*Exercise requirements*
Edit the rows below, changing every "thickest part" to "widest part" and leaving the rest untouched.

►

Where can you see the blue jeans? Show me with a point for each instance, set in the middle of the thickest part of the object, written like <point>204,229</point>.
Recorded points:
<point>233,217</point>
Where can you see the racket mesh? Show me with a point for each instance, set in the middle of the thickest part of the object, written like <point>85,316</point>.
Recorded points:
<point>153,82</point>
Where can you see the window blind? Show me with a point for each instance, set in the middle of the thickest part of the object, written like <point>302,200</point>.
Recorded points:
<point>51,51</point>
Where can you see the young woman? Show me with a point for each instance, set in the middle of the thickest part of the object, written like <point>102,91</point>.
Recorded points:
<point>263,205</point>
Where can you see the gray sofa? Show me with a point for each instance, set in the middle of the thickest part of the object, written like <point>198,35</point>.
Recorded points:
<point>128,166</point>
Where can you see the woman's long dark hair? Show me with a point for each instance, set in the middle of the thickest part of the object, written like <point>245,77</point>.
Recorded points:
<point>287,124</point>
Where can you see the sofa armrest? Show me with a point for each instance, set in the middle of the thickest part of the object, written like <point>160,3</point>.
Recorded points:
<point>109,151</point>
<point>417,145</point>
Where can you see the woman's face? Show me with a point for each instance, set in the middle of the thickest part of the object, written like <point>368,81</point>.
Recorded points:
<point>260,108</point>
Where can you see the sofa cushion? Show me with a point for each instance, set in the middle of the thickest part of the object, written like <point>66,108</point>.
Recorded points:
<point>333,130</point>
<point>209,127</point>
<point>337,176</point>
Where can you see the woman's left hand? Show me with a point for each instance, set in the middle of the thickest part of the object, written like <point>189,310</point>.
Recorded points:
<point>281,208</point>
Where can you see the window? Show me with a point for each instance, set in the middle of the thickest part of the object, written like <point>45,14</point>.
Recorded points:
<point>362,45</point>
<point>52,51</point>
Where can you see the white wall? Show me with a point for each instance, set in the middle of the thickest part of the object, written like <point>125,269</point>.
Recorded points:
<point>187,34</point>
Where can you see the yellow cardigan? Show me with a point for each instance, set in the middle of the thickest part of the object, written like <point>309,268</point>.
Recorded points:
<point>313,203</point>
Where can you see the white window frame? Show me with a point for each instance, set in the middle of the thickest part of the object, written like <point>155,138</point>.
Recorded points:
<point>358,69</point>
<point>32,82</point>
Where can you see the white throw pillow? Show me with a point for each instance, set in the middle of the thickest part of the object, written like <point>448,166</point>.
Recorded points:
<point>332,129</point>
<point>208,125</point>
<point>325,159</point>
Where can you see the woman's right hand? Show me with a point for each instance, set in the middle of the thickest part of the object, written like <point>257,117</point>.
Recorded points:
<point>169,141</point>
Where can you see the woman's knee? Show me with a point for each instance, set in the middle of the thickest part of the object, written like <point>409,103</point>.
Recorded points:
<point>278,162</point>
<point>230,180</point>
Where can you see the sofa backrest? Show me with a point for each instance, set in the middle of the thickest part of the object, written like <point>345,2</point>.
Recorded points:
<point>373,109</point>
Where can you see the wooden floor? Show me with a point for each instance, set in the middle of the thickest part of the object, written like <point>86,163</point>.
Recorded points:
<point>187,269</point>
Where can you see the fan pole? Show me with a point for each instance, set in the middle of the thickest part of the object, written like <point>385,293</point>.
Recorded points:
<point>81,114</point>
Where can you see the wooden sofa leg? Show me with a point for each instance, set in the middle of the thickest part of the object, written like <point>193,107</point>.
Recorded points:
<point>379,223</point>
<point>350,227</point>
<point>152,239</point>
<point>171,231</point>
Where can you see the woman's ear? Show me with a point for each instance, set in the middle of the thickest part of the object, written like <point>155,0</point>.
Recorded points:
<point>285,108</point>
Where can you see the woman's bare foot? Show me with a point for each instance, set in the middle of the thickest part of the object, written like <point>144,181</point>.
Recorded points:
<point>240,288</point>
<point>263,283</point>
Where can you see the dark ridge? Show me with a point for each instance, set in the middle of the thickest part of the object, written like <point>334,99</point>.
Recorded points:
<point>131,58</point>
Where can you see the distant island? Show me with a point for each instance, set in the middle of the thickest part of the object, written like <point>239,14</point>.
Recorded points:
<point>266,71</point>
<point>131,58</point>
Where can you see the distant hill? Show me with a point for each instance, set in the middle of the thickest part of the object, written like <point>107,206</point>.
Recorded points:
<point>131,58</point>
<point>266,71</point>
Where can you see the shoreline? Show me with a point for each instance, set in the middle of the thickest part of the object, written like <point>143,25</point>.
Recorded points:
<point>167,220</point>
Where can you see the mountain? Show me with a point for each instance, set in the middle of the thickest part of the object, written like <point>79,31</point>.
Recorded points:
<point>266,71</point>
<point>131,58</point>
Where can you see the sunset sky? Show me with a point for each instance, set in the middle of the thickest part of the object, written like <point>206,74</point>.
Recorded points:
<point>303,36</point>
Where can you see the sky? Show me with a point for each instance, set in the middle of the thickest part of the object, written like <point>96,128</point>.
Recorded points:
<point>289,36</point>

◄

*Answer to the problem*
Where can you see the blue jeans? Show me with a point for each instance, set in the middle of the widest part of the object, written like <point>204,229</point>.
Recorded points:
<point>233,217</point>
Where can you see the racket mesh? Show me with a point for each instance, set in the middle of the widest part of the object, written like <point>85,316</point>.
Recorded points:
<point>153,82</point>
Where can you see the window blind? Show me with a point for each instance, set in the middle of the widest part of the object, written like <point>302,200</point>.
Recorded points:
<point>51,51</point>
Where can you see the young woman? Show me with a point for each instance, set in the middle of the widest part of the object, written like <point>102,91</point>.
Recorded points:
<point>263,205</point>
Where can you see the gray sofa? Show me with a point for each instance, set in the middle of the widest part of the object, written like <point>198,35</point>.
Recorded points:
<point>128,166</point>
Where can you see the woman's long dark hair? Show me with a point for each instance, set in the middle of the widest part of the object, written like <point>245,77</point>.
Recorded points:
<point>287,124</point>
Where can you see the sofa armrest? Show me with a point for each instance, set in the middle of the widest part of the object, written like <point>160,3</point>.
Recorded points:
<point>109,151</point>
<point>417,145</point>
Where can you see the woman's face? Show me with a point for each instance, set in the middle of the widest part of the object, written like <point>368,81</point>.
Recorded points:
<point>260,108</point>
Where can you see the sofa cushion? Show me with a point for each instance, set in the middle of the widest part of the object, written like <point>66,108</point>.
Recorded points:
<point>333,130</point>
<point>209,127</point>
<point>337,176</point>
Where can you see the woman's left hand? Show me with a point for each instance, set in the middle of the widest part of the object, written like <point>189,310</point>.
Recorded points:
<point>281,208</point>
Where can you see the window? Show me with a point for each instance, set in the middle of the widest part of the object, written like <point>45,14</point>.
Recorded points:
<point>362,45</point>
<point>52,51</point>
Where can you see the white wall? Show me with a point for each instance, set in the middle of the widest part of the object, written like <point>125,269</point>.
Recorded points:
<point>187,34</point>
Where can you see the yellow cardigan? Show me with a point for each instance, set in the middle of the widest part of the object, written like <point>309,268</point>.
Recorded points:
<point>313,203</point>
Where can you see the white window frame? Show me with a point for each instance, set in the middle of the widest part of the object, written like <point>155,138</point>.
Recorded points:
<point>358,69</point>
<point>32,82</point>
Where can you see the white throw pillow? Show me with a point for each instance, set in the middle of the widest part of the object, written like <point>448,166</point>.
Recorded points:
<point>332,129</point>
<point>208,125</point>
<point>325,159</point>
Where can you see the woman's right hand? Show me with a point for each instance, set in the middle of the widest part of the object, written like <point>257,117</point>.
Recorded points:
<point>169,141</point>
Where can you see the woman's knee? Show me with a point for each instance, set in the middle of the widest part of the object, written like <point>409,103</point>.
Recorded points:
<point>278,162</point>
<point>230,180</point>
Where can you see the sofa backrest? Show me with a point for each instance, set in the middle of the widest part of the object, written like <point>345,2</point>.
Recorded points:
<point>373,109</point>
Where can you see the wooden floor? Show me with a point for each instance, set in the middle of the widest part of the object, written like <point>86,163</point>.
Recorded points:
<point>187,269</point>
Where can you see the fan pole? Show me with a point for each instance, set in the middle of the widest part of the object, written like <point>385,293</point>.
Recorded points:
<point>81,114</point>
Where can you see the wooden sofa leg? Show me with a point for each instance, set in the middle of the widest part of the object, written like <point>193,107</point>.
Recorded points:
<point>379,223</point>
<point>350,227</point>
<point>152,239</point>
<point>171,231</point>
Where can you see the woman's ear? Show me with a point for each instance, set in the middle of the widest part of the object, written like <point>155,0</point>.
Recorded points:
<point>285,108</point>
Where can you see the woman's bare foot? Show me with a point for each instance, set in the middle of the widest part of the object, written like <point>144,181</point>.
Recorded points:
<point>240,288</point>
<point>263,283</point>
Where can you see the dark ridge? Show me with a point for each instance, set in the middle of the widest part of the object, written like <point>334,99</point>.
Recorded points:
<point>131,58</point>
Where can you see the distant island? Show me with a point for each instance, set in the middle of the widest part of the object, written like <point>239,14</point>.
Recorded points:
<point>266,71</point>
<point>131,58</point>
Where can you see the distant hill? Show me with a point for each instance, set in the middle of the widest part of the object, written like <point>107,206</point>.
Recorded points:
<point>131,58</point>
<point>266,71</point>
Where can you see the shoreline? Show me with a point for each instance, set in the middle of the widest part of the object, written like <point>143,25</point>.
Recorded points:
<point>167,220</point>
Where can you see the mountain? Show me with a point for each instance, set in the middle of the widest part of the object, written like <point>79,31</point>.
Recorded points:
<point>266,71</point>
<point>131,58</point>
Where can you see the sunset sky? Show me with a point for each instance, set in the middle of the widest part of the object, written like <point>206,74</point>.
Recorded points:
<point>303,36</point>
Where can you see the sky? Show me with a point for each instance, set in the middle of the widest part of the object, written like <point>96,128</point>.
Recorded points:
<point>289,36</point>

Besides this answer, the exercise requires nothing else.